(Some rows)
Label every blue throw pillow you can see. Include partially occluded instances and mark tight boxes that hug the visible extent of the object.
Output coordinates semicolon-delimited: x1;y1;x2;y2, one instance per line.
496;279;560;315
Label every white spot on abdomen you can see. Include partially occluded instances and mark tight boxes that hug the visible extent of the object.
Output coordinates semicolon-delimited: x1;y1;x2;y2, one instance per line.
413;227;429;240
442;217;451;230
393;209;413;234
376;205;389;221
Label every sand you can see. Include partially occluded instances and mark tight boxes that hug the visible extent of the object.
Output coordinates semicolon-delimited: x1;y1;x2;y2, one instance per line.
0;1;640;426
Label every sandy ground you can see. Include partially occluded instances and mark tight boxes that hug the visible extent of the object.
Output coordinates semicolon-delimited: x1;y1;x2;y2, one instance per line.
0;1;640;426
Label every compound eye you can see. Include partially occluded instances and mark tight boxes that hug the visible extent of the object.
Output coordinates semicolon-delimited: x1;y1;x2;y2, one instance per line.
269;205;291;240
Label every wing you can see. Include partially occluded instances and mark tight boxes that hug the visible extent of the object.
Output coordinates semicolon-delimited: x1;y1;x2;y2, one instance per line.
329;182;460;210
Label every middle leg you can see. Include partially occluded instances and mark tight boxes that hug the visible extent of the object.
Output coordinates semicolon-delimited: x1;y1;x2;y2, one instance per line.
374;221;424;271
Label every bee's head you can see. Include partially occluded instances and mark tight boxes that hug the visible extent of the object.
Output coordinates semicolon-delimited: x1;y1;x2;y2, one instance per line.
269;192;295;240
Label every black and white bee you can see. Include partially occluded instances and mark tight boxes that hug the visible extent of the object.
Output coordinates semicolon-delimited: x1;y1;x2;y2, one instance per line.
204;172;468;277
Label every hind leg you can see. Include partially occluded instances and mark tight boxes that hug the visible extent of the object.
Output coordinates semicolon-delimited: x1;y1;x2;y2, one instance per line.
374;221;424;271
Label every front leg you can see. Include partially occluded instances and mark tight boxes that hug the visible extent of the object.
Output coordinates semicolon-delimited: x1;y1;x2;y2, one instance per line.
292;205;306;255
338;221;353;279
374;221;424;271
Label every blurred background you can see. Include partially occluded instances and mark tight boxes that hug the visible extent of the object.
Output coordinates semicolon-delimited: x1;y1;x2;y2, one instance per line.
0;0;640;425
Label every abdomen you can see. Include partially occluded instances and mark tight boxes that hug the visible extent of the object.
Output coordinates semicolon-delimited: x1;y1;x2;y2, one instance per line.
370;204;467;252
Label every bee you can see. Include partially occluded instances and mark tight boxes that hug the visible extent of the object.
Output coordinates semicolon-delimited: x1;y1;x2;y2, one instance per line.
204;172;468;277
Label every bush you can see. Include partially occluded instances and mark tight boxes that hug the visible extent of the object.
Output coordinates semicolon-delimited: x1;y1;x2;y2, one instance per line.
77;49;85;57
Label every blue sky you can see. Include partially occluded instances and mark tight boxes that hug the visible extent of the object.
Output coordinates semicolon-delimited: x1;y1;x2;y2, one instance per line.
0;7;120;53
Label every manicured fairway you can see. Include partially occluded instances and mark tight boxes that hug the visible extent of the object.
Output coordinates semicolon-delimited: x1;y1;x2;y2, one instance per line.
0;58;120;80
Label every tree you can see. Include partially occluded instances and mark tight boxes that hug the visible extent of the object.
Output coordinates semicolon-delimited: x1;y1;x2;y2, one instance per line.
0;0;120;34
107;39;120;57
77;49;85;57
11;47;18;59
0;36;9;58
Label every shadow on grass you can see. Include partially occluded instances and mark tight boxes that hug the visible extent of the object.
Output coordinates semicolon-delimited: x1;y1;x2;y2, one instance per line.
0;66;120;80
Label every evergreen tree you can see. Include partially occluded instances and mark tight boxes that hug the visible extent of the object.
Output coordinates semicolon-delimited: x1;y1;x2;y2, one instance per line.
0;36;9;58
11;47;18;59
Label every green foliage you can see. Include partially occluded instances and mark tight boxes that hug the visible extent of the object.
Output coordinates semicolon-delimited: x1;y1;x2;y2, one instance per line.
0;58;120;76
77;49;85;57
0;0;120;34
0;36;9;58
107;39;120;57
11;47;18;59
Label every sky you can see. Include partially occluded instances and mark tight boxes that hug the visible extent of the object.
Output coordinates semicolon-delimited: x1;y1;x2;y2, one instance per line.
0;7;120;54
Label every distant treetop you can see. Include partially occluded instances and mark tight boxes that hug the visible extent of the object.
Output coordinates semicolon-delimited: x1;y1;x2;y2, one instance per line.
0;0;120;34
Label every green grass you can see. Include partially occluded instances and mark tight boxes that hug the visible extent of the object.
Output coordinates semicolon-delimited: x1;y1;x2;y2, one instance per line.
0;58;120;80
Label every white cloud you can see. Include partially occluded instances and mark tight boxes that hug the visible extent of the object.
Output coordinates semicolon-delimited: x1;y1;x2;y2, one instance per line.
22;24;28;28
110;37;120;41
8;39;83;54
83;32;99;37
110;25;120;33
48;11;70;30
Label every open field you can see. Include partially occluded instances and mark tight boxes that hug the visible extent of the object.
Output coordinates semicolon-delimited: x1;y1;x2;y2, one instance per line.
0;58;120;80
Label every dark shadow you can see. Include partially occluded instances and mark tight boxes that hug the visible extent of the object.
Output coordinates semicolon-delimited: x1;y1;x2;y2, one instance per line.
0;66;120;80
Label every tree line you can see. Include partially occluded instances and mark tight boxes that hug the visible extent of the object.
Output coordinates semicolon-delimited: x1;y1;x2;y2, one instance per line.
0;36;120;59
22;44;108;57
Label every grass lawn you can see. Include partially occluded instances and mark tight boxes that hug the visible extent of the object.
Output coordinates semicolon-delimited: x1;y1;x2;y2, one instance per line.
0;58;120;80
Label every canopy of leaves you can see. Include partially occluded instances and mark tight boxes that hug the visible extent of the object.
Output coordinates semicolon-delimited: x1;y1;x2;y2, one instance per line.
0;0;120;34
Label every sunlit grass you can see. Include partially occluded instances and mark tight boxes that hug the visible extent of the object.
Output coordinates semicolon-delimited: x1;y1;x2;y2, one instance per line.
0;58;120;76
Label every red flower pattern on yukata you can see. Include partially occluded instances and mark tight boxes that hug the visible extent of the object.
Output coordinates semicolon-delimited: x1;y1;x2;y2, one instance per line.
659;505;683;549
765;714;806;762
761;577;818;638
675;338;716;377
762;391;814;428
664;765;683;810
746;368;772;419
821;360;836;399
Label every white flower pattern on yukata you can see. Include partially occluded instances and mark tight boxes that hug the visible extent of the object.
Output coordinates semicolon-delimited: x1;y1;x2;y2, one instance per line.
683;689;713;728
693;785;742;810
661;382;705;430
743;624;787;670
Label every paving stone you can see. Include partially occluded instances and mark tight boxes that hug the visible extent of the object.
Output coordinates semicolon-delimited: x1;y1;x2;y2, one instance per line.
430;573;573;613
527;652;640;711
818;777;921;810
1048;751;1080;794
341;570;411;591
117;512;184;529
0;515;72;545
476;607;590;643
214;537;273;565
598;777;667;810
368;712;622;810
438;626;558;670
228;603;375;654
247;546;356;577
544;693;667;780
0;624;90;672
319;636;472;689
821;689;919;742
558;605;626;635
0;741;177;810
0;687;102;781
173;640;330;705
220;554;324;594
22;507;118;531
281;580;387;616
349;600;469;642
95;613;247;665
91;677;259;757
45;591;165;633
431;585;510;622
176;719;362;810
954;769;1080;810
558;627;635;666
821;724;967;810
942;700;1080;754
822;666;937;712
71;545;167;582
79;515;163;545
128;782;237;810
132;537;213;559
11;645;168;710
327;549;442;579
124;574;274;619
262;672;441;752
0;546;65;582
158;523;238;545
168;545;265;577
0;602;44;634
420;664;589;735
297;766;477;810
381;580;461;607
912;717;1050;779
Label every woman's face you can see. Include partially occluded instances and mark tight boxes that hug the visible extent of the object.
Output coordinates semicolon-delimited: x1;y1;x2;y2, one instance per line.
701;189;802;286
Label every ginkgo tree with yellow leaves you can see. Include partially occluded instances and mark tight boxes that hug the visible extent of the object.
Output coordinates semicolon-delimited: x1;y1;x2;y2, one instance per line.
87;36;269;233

◆ **Exercise requirements**
Begin at the line that has "Label every ginkgo" and continue through the final line of the rows. Rewrite those lines with "yellow leaves" replaced by "golden foliage" and everything else left as it is.

◆ **Task solution**
Label every ginkgo tree with golden foliage you can see. Include partially occluded instances and mark tight boxes that hug the visible extent of the object.
Output coordinates semicolon-delimited: x1;y1;x2;y2, one instance per line.
87;36;269;233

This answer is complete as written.